------ Materials provided ------

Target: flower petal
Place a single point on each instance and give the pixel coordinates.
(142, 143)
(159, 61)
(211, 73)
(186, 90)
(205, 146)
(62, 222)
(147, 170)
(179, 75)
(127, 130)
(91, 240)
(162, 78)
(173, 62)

------

*Work instructions:* Repeat all of the lines above word for word, keeping them in the same order.

*Solution below:*
Target: flower petal
Place a single point on each instance and give the pixel coordinates.
(142, 143)
(159, 61)
(211, 73)
(186, 90)
(205, 146)
(62, 222)
(147, 170)
(179, 75)
(127, 130)
(91, 240)
(162, 78)
(173, 62)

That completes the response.